Your reply should reproduce each record precisely as written.

[Natural-language object grounding data]
Start of Block

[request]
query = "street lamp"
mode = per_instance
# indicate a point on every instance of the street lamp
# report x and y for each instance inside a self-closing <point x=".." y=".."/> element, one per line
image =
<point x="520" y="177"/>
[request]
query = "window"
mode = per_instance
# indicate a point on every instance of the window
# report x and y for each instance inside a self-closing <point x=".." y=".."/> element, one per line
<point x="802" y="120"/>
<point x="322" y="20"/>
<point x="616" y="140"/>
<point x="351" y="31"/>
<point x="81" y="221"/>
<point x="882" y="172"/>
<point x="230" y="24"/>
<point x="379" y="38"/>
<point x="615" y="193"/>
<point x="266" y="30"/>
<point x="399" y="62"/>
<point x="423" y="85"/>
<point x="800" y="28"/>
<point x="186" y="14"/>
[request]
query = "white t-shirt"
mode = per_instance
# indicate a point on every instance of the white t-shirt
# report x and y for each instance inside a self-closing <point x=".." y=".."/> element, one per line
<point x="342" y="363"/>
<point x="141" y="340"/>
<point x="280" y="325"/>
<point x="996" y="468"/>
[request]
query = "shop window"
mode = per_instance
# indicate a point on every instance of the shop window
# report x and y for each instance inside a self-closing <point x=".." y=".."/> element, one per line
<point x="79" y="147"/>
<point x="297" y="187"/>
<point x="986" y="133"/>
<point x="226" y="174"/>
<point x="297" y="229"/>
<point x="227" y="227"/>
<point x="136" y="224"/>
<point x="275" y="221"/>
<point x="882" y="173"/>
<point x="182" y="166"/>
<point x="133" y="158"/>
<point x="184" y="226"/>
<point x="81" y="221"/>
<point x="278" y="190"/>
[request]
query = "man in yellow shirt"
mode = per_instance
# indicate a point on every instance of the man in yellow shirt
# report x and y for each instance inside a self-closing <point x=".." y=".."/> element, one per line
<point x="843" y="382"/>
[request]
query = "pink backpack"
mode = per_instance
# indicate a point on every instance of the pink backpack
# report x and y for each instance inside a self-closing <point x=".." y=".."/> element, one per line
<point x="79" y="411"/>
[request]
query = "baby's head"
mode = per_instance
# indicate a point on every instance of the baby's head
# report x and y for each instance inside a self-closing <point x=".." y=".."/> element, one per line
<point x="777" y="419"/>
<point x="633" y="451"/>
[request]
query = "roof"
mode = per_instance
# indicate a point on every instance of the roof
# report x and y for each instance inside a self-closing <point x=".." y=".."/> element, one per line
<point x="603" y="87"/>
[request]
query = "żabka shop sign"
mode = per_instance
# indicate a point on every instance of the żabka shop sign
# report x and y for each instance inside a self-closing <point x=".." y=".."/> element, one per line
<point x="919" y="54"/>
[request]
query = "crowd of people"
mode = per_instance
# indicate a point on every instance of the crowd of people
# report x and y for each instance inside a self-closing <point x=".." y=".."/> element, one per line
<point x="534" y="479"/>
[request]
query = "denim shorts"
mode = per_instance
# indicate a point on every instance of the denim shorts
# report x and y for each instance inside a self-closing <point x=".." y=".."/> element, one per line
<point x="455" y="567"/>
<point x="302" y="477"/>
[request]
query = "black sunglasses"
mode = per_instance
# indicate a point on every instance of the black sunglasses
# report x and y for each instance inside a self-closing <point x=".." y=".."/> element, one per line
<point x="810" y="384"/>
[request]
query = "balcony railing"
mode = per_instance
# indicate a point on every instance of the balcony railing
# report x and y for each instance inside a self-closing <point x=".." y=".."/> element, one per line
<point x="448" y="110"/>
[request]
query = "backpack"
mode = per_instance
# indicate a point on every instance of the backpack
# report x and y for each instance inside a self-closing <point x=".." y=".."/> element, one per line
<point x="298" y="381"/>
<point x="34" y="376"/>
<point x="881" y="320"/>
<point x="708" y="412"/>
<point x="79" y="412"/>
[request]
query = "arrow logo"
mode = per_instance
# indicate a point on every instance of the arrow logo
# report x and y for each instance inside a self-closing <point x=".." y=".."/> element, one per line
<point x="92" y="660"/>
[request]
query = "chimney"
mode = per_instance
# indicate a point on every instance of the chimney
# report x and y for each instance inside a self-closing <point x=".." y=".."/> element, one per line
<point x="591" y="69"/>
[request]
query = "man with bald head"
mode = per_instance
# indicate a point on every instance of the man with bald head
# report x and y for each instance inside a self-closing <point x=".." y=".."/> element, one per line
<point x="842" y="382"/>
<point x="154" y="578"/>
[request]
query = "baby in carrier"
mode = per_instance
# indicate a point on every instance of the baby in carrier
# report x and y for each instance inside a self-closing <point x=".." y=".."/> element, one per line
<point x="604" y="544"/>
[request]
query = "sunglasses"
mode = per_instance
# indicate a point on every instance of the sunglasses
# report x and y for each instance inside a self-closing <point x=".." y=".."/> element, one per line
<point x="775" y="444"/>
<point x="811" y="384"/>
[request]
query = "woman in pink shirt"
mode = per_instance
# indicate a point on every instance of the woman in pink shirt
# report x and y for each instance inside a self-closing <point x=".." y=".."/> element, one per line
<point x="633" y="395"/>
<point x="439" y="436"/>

End of Block

__Output__:
[request]
query = "street lamp"
mode = per_instance
# indicate a point on every instance of the street lamp
# report x and y for each instance inside a self-closing <point x=".." y=".."/> element, one per line
image =
<point x="520" y="177"/>
[request]
query = "window"
mode = per_instance
# indicate a point on every instance of the window
# report x and y for each instance inside a self-closing <point x=".." y=".."/> element, one per line
<point x="802" y="120"/>
<point x="322" y="20"/>
<point x="616" y="140"/>
<point x="351" y="31"/>
<point x="81" y="221"/>
<point x="882" y="172"/>
<point x="230" y="24"/>
<point x="379" y="38"/>
<point x="615" y="193"/>
<point x="266" y="30"/>
<point x="399" y="62"/>
<point x="423" y="85"/>
<point x="800" y="28"/>
<point x="186" y="14"/>
[request]
query = "white t-shirt"
mode = per_instance
# indicate a point on every instance of the white t-shirt
# report x and y for each instance inside a self-closing <point x=".." y=".."/> element, one per line
<point x="342" y="363"/>
<point x="141" y="340"/>
<point x="280" y="325"/>
<point x="996" y="468"/>
[request]
query = "shop window"
mode = per_instance
# indicate a point on every instance of the shop window
# report x and y for each instance inside a self-closing <point x=".." y=".."/> element, one per line
<point x="79" y="147"/>
<point x="297" y="187"/>
<point x="986" y="133"/>
<point x="226" y="174"/>
<point x="297" y="229"/>
<point x="227" y="227"/>
<point x="136" y="224"/>
<point x="275" y="221"/>
<point x="882" y="173"/>
<point x="182" y="166"/>
<point x="133" y="158"/>
<point x="184" y="226"/>
<point x="81" y="221"/>
<point x="278" y="190"/>
[request]
query = "man in yellow shirt"
mode = per_instance
# indicate a point on every instance of the man in yellow shirt
# report x and y for each instance inside a self-closing <point x=".." y=".."/> element, one per line
<point x="843" y="382"/>
[request]
query = "pink backpack"
mode = per_instance
# indicate a point on every instance of the pink backpack
# report x and y for each instance inside a self-closing <point x=".." y=".."/> element, one per line
<point x="79" y="411"/>
[request]
query = "baby's head"
mode = per_instance
# indicate a point on every instance of the baby's head
# report x and y for each instance inside a self-closing <point x=".." y=".."/> element, one per line
<point x="777" y="419"/>
<point x="633" y="451"/>
[request]
query = "roof"
mode = per_instance
# indicate a point on every instance of the roof
# report x and y for each instance inside a self-closing <point x=".." y=".."/> element, one per line
<point x="603" y="87"/>
[request]
query = "żabka shop sign"
mode = per_instance
# indicate a point on every instance of the żabka shop sign
# report x and y for each instance inside a self-closing <point x=".." y=".."/> element, one per line
<point x="919" y="54"/>
[request]
query = "crowd of people"
mode = per_instance
# indicate a point on every instance of the crowd of people
# report x and y for each instance inside a self-closing <point x=".." y=".."/> element, one per line
<point x="534" y="479"/>
[request]
query = "denim shorts"
mode = per_instance
# indicate a point on every instance of the denim shorts
# report x and y for each instance inside a self-closing <point x=".." y=".."/> element, one per line
<point x="455" y="567"/>
<point x="302" y="477"/>
[request]
query = "black sunglasses"
mode = per_instance
# indicate a point on every instance of the black sunglasses
# report x and y for each instance inside a self-closing <point x=".." y=".."/> element, one per line
<point x="810" y="384"/>
[request]
query = "balcony railing"
mode = per_instance
# indicate a point on every instance of the balcony railing
# report x and y for each instance inside a self-closing <point x=".." y=".."/> element, one per line
<point x="448" y="110"/>
[request]
query = "backpack"
mode = per_instance
# indicate a point on every instance of the backpack
# report x and y for each instance inside a self-closing <point x=".." y=".."/> element, one per line
<point x="298" y="381"/>
<point x="34" y="376"/>
<point x="881" y="320"/>
<point x="708" y="412"/>
<point x="79" y="412"/>
[request]
query = "arrow logo"
mode = per_instance
# indicate a point on every instance of the arrow logo
# report x and y for each instance inside a self-closing <point x=".." y=".."/> element, one per line
<point x="92" y="660"/>
[request]
query = "chimney"
mode = per_instance
# indicate a point on every instance of the chimney
# report x and y for each instance inside a self-closing <point x=".." y=".."/> element, one per line
<point x="591" y="69"/>
[request]
query = "man with bald head"
mode = per_instance
# indicate a point on every instance of the man with bald head
# report x and y for each instance inside a self-closing <point x=".." y=".."/> element, one per line
<point x="842" y="382"/>
<point x="154" y="578"/>
[request]
query = "baby in carrier"
mode = per_instance
# indicate a point on every instance of the baby in carrier
# report x and y for each instance inside a self-closing <point x=".." y=".."/> element, one per line
<point x="604" y="544"/>
[request]
query = "sunglasses"
mode = per_instance
# indicate a point on every instance of the sunglasses
# report x and y for each instance inside a self-closing <point x=".." y=".."/> element, one per line
<point x="775" y="444"/>
<point x="811" y="384"/>
[request]
query = "woman in pink shirt"
mode = per_instance
# indicate a point on every instance of the woman in pink shirt
# report x and y for each instance inside a self-closing <point x=".." y=".."/> element, one per line
<point x="633" y="395"/>
<point x="439" y="436"/>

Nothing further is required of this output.